## JOB:
Retype everything from the start of the data down to the line that contains "pixel 424 185", including that line.

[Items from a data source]
++++++++++++++++++++

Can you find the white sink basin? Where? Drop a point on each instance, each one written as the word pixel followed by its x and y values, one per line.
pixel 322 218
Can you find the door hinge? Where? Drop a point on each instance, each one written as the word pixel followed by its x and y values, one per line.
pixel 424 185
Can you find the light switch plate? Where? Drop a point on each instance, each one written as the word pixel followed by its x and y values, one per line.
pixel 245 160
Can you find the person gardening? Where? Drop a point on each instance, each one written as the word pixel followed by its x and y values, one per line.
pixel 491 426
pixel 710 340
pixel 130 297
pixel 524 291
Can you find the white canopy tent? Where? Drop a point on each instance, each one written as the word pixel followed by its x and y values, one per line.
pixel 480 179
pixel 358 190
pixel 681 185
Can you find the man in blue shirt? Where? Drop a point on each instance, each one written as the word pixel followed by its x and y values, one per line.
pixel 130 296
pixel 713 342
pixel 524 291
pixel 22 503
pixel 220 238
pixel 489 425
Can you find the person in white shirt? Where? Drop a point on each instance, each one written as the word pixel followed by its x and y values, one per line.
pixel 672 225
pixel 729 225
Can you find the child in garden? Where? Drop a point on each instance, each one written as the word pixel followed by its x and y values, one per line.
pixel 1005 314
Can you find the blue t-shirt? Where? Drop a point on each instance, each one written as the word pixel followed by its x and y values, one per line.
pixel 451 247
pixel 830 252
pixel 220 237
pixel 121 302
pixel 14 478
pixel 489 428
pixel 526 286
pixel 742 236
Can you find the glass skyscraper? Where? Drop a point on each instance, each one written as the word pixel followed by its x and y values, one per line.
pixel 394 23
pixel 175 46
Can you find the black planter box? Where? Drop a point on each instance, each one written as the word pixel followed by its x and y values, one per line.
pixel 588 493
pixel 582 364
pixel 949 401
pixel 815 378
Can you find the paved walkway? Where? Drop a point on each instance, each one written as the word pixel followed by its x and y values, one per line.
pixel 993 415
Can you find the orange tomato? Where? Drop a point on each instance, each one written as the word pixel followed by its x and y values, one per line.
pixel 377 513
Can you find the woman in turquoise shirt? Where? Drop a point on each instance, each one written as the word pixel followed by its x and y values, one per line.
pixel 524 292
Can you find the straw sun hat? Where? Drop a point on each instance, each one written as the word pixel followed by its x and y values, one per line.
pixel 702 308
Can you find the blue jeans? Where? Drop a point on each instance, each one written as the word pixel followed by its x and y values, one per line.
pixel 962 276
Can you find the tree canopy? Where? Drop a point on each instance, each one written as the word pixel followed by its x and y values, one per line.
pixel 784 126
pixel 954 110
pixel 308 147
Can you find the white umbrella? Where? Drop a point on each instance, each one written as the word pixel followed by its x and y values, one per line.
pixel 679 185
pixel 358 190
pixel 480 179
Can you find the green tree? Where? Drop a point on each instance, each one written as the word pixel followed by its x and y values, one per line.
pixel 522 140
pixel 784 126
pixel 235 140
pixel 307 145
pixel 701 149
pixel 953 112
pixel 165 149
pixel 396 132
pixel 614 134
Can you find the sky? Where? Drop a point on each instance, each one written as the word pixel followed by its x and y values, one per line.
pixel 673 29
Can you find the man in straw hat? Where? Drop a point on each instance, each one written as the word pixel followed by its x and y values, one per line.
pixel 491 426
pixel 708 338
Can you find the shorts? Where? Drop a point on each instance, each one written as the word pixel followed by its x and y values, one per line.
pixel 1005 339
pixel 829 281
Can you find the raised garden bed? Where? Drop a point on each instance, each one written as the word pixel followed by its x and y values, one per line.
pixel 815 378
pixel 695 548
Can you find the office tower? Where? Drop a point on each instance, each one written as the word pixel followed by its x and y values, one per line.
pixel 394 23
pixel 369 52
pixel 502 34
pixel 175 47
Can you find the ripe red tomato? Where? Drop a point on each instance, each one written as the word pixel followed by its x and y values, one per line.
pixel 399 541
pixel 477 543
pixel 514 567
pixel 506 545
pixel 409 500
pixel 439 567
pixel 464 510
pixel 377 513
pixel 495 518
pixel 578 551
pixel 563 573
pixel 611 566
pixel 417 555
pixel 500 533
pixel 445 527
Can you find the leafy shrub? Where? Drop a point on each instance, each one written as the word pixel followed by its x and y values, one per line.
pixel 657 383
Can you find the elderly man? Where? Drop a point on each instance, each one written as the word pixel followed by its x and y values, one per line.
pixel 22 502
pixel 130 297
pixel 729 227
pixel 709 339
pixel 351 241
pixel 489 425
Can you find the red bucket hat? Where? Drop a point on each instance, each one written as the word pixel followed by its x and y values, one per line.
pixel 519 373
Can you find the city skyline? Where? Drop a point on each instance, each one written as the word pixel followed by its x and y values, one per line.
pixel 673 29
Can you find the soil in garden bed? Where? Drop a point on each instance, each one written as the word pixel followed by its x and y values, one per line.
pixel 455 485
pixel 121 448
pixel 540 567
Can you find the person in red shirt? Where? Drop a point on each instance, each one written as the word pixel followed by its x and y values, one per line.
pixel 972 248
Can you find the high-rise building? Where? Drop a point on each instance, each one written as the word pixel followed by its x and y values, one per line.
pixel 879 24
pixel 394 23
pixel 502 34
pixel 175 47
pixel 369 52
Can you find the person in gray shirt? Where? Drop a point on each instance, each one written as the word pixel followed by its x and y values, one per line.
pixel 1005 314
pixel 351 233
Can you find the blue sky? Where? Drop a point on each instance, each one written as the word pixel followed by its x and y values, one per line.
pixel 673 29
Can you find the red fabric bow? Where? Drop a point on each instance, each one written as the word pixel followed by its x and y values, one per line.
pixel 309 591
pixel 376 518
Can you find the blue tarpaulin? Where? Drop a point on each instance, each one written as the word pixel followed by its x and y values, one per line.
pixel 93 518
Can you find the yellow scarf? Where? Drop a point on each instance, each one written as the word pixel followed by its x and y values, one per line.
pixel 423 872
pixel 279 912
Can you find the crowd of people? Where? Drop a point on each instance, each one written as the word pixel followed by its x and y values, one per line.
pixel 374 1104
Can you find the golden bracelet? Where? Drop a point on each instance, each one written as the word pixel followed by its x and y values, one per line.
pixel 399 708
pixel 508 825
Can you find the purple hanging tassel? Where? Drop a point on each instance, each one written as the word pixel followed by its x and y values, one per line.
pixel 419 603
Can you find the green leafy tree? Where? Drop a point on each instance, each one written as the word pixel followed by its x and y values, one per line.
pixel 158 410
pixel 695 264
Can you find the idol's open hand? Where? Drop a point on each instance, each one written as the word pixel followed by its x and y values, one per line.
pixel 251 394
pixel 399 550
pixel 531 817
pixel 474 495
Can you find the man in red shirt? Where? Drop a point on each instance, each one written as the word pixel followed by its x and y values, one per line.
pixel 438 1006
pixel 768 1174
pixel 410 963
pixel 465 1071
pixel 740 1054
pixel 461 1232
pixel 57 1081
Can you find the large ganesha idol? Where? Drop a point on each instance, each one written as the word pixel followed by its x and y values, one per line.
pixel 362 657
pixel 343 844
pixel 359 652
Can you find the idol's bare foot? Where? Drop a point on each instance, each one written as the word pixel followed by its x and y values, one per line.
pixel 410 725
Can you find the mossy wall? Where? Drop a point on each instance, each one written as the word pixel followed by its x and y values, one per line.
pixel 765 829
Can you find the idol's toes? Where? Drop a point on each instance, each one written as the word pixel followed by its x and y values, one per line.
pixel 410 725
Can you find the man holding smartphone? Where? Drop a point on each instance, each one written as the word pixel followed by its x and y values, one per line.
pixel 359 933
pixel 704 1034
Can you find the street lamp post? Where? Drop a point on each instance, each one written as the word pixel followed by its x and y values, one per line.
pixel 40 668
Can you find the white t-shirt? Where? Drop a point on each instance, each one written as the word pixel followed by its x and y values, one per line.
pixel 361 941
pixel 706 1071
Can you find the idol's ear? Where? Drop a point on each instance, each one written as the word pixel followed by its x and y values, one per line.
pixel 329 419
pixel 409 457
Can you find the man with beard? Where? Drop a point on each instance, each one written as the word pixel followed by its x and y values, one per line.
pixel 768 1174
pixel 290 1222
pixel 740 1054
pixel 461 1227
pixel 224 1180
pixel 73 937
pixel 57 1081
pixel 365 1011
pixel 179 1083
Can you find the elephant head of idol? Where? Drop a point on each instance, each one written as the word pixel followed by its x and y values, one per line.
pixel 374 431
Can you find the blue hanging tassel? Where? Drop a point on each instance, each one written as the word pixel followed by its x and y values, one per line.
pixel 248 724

++++++++++++++++++++

## RESULT OF THE TASK:
Can you find the white sink basin? Where? Drop a point on each instance, each one written as the word pixel followed by its x and y values, one per line.
pixel 322 218
Can you find the door hinge? Where? Drop a point on each instance, each one written as the word pixel followed by its x and y values, one per line.
pixel 424 185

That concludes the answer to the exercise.